### COMPLETE THE FOLLOWING:
A) In the forum thread about extracting an IP address, what does a substring call without a length parameter return?
B) Transcribe the forum thread about extracting an IP address word for word, starting with "It's difficult to" and going on through "computers in heaven!".
C) Pick up the forum thread about extracting an IP address from a string and continue it past its last line.

### QUOTED PASSAGE:
* * * *

I've decided to go for the option I understand best which was provided by DrPunk...Here is my code:

Code:
Public Class Form1

    Dim toCheck As String = "has address"
    Dim start As Integer
    Dim host As String
    Dim address As String


    Private Sub Button1_Click(ByVal sender As System.Object, ByVal e As System.EventArgs) Handles Button1.Click
        Dim str As String
        str = "yahoo.com has address 87.87.127.118 and there are no other associated addresses"

        If str.ToUpper.Contains(toCheck.ToUpper) Then
            start = str.ToUpper.IndexOf(toCheck.ToUpper)
            host = str.Substring(0, start - 1)
            address = str.Substring(start + toCheck.Length + 1)
            MsgBox(address)
        End If
    End Sub

End Class
It works great but displays everything after the IP address as well "87.87.127.118 and there are no other associated addresses"
Reply With Quote
  #5  
Old 06-09-2011, 03:07 AM
DrPunk's Avatar
DrPunkFind/Extract string from a text file DrPunk is offline
Senior Contributor

* Expert *
 
Join Date: Apr 2003
Location: Never where I want to be
Posts: 1,403
Default

Yeah, my solution assumed there was nothing after the address (the substring without a length parameter gets everything to the end of the string).

It's difficult to suggest a solution without knowing exactly what else there might be in that string. Your new addition to the string suggests to me that there might even be more than one IP Address you need to get out of the string (i.e. if there ARE other associated addresses).

The simplest solution to what you've given would be to look for the first occurrence of a space character (which will find you the space after the address) and substring it from the start to the position of the space - 1.
__________________
There are no computers in heaven!
Reply With Quote
  #6  
Old 06-09-2011, 04:21 AM
zatarboy zatarboy is offline
Regular
 
Join Date: Oct 2004
Posts: 63
Default

Thanks DrPunk but my knowledge on VB/programming is quite limited
I'm most familiar with using constants for the method...eg Substring(3, 3).
Reply With Quote
  #7  
Old 06-09-2011, 05:05 AM
DrPunk's Avatar
DrPunkFind/Extract string from a text file DrPunk is offline
Senior Contributor

* Expert *
 
Join Date: Apr 2003
Location: Never where I want to be
Posts: 1,403
Default

Well it's not much different to what we've already done.

Once you've read the address, look for a space in it. If we find one then substring the address with where we found the space.

E.g.

* * * *

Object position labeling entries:
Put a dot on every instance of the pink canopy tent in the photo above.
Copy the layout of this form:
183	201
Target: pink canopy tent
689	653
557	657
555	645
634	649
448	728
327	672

* * * *

### EXPECTED ANSWERS:
A) It gets everything to the end of the string.

B)
It's difficult to suggest a solution without knowing exactly what else there might be in that string. Your new addition to the string suggests to me that there might even be more than one IP Address you need to get out of the string (i.e. if there ARE other associated addresses).

The simplest solution to what you've given would be to look for the first occurrence of a space character (which will find you the space after the address) and substring it from the start to the position of the space - 1.
__________________
There are no computers in heaven!

C)
Code:
' A variable to store our look for a space
dim firstSpace as integer

' This is already part of the code and it's after this line that we're interested in.
address = str.Substring(start + toCheck.Length + 1)

' After reading the address, look for a space
firstSpace = address.IndexOf(" ")

' If firstSpace comes back as -1 then it means it didn't find one in which case we don't
' need to do anything
If firstSpace > -1 then
    address = address.substring(0, firstSpace)
End If
That should remove everything after the IP address.
__________________
There are no computers in heaven!
Reply With Quote
  #8  
Old 06-09-2011, 05:14 AM
zatarboy zatarboy is offline
Regular
 
Join Date: Oct 2004
Posts: 63
Default

That worked brilliantly!!!...I'm still going to have to read through it thoroughly and muck around with it to understand it a bit better

Code:
Public Class Form1

    Dim toCheck As String = "has address"
    Dim start As Integer
    Dim host As String
    Dim address As String
    Dim firstSpace As Integer


    Private Sub Button1_Click(ByVal sender As System.Object, ByVal e As System.EventArgs) Handles Button1.Click
        Dim str As String
        str = "yahoo.com has address 87.87.127.118 and there are no other associated addresses"

        If str.ToUpper.Contains(toCheck.ToUpper) Then
            start = str.ToUpper.IndexOf(toCheck.ToUpper)
            host = str.Substring(0, start - 1)
            address = str.Substring(start + toCheck.Length + 1)
            firstSpace = address.IndexOf(" ")
            If firstSpace > -1 Then
                address = address.Substring(0, firstSpace)
            End If
            MsgBox(address)
        End If
    End Sub

End Class
Reply With Quote
  #9  
Old 06-09-2011, 09:42 AM
zatarboy zatarboy is offline
Regular
 
Join Date: Oct 2004
Posts: 63
Default

Ok looks like I've still got a minor problem...str is no longer a single line string. It's multi-line as I've read text from a text file into it. So MsgBox(address) now shows:

192.168.0.10
user1@jumpserver:~$
Reply With Quote
  #10  
Old 06-09-2011, 10:20 AM
AtmaWeapon's Avatar
AtmaWeaponFind/Extract string from a text file AtmaWeapon is offline
Fabulous Florist

Forum Leader
* Guru *
 
Join Date: Feb 2004
Location: Austin, TX
Posts: 9,500
Default

With every complication you add the regex becomes more and more appropriate.

It already supports having text after the address and ignores that text. The whitespace character class can include line breaks with minor tweaks. But if you insist on using the more primitive methods, you're starting to approach the neighborhood where a small parser becomes easier than a tunnel of substrings. We're talking maybe 1 line of change to the code I posted, likely it'd just take a new parameter to the Regex constructor.

If you really don't want to use Regex, I think we're in a feedback loop and these waste time. I think you can help us out a lot if you'd post a real example of what the file looks like, preferably attached so we know the forum doesn't eat any formatting. That'd help us catch all the little gotchas that exist in the file. Otherwise there's no telling how many iterations we'll have to walk through. Of course, if you control how the file is created the ideal would be to make it stick to a definite format. Too many more little gotchas and it starts to become easier to write a tokenizing parser than figure out how to write the maze of Substring() calls you'll require.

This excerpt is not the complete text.